═══ The input ═══

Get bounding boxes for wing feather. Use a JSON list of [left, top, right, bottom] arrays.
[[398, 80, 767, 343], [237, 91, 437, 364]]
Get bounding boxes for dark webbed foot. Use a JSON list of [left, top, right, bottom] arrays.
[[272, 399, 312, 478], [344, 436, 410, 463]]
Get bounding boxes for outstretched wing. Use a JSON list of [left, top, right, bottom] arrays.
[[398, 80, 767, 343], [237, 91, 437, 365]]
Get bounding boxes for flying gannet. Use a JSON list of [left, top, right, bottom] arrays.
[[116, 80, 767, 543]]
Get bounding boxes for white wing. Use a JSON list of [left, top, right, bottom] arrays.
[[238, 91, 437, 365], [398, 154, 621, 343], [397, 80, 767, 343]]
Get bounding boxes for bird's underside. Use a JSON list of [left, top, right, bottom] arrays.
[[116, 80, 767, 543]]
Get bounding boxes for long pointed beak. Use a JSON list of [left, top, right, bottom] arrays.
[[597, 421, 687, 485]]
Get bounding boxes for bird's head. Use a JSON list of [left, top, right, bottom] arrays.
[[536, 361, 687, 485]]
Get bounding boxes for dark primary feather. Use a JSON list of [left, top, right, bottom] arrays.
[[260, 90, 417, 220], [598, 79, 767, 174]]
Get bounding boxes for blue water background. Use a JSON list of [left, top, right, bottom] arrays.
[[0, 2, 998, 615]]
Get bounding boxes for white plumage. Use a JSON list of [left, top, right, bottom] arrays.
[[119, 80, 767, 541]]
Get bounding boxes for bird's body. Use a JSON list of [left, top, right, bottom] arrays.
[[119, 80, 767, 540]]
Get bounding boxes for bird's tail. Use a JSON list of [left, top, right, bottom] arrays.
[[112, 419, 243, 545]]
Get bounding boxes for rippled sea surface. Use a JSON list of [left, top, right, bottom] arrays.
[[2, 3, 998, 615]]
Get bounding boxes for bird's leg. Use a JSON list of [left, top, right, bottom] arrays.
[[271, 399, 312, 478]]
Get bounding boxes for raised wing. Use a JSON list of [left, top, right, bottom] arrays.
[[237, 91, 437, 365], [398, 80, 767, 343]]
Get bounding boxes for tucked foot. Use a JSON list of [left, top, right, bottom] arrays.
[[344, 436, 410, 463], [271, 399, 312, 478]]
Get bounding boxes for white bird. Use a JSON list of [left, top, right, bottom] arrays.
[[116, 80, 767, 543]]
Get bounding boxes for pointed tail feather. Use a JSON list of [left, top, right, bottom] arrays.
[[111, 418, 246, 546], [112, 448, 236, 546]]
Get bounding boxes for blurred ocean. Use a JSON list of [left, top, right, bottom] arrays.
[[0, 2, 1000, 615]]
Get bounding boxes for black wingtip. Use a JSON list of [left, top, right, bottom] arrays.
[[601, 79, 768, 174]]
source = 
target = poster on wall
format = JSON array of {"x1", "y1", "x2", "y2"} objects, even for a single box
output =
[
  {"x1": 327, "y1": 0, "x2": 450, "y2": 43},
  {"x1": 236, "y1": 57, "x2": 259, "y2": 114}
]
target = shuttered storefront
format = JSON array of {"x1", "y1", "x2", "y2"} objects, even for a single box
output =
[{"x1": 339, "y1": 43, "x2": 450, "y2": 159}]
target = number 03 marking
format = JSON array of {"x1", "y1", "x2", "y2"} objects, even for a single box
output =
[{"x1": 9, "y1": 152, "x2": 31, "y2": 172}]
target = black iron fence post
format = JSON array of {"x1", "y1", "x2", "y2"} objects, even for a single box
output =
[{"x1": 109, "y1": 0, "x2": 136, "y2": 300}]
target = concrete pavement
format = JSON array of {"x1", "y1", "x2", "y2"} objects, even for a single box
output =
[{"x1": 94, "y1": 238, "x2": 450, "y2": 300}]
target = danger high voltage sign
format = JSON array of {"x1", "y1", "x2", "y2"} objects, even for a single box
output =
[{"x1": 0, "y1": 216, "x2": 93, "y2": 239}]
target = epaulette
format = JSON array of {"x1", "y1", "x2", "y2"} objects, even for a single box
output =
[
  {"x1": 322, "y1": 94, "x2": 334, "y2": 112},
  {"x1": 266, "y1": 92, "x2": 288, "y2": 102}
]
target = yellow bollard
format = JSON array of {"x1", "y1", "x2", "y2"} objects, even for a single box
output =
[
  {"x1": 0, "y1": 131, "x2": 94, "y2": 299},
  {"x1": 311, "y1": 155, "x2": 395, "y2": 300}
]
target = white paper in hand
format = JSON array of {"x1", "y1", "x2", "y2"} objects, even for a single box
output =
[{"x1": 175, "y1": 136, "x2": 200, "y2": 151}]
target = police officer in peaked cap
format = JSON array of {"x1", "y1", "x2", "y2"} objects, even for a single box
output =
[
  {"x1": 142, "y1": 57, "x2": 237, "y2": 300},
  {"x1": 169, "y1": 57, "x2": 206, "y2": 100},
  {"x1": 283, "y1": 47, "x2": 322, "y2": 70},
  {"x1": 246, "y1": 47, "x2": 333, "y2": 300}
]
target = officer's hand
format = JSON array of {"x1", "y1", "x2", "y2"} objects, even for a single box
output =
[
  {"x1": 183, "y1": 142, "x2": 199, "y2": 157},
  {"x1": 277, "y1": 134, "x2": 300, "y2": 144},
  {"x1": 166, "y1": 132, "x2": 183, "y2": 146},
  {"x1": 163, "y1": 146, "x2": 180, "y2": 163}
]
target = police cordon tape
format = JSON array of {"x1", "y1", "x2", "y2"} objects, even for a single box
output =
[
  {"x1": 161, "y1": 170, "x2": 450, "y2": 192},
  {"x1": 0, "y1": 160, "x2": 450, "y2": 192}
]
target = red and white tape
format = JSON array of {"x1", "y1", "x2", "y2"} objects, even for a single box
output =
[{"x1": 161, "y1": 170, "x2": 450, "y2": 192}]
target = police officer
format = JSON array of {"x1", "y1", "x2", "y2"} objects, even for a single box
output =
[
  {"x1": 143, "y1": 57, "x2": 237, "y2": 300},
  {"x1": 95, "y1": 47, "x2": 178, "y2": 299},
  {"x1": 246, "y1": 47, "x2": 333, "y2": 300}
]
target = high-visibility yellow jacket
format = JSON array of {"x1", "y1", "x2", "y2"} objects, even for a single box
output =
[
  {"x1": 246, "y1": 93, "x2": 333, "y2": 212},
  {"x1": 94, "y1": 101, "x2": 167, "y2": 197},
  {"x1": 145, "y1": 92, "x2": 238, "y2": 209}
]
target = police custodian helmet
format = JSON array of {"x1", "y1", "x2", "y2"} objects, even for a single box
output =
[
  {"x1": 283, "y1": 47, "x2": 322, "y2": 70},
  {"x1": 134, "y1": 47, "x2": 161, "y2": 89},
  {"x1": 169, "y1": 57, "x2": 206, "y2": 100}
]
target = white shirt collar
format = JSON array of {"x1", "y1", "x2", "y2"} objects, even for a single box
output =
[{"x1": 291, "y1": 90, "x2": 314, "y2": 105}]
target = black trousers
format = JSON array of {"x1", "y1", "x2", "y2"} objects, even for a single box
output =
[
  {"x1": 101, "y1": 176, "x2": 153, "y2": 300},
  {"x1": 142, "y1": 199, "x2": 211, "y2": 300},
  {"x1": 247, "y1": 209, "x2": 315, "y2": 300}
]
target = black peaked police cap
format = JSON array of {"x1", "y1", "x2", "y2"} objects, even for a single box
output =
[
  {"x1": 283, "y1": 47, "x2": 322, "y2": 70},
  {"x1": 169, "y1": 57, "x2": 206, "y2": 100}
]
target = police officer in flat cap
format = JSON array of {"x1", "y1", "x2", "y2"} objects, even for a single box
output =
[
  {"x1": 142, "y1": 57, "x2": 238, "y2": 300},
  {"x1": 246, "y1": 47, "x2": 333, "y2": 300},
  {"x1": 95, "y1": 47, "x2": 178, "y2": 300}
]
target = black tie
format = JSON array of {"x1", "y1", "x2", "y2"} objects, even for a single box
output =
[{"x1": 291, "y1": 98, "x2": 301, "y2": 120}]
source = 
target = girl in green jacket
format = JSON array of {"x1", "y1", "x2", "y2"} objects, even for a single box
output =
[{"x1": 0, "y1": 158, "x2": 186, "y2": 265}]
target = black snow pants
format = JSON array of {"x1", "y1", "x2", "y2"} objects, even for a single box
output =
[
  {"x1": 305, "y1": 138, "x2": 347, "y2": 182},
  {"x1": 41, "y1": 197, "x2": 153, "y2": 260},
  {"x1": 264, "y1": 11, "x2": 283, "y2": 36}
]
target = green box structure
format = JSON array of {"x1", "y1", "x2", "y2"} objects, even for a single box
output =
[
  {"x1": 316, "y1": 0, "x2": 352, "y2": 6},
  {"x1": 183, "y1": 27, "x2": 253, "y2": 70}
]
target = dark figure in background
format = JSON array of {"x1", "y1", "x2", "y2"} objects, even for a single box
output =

═══

_Problem details_. Reproduce character for character the lines of the entries that begin at the line containing "Get bounding boxes for outstretched" and end after the line containing "[397, 80, 767, 343]]".

_Task response_.
Get bounding boxes for outstretched wing. Use a JSON list of [left, top, right, bottom] arrays.
[[398, 80, 767, 343], [237, 91, 437, 365]]
Get bounding boxes for flying gannet. Use a JSON list of [left, top, right, bottom] arrays.
[[116, 80, 767, 543]]
Get bounding boxes for white wing. Use a JSON list of [left, top, right, bottom] arrays.
[[238, 91, 437, 365], [398, 154, 621, 343], [397, 80, 767, 343]]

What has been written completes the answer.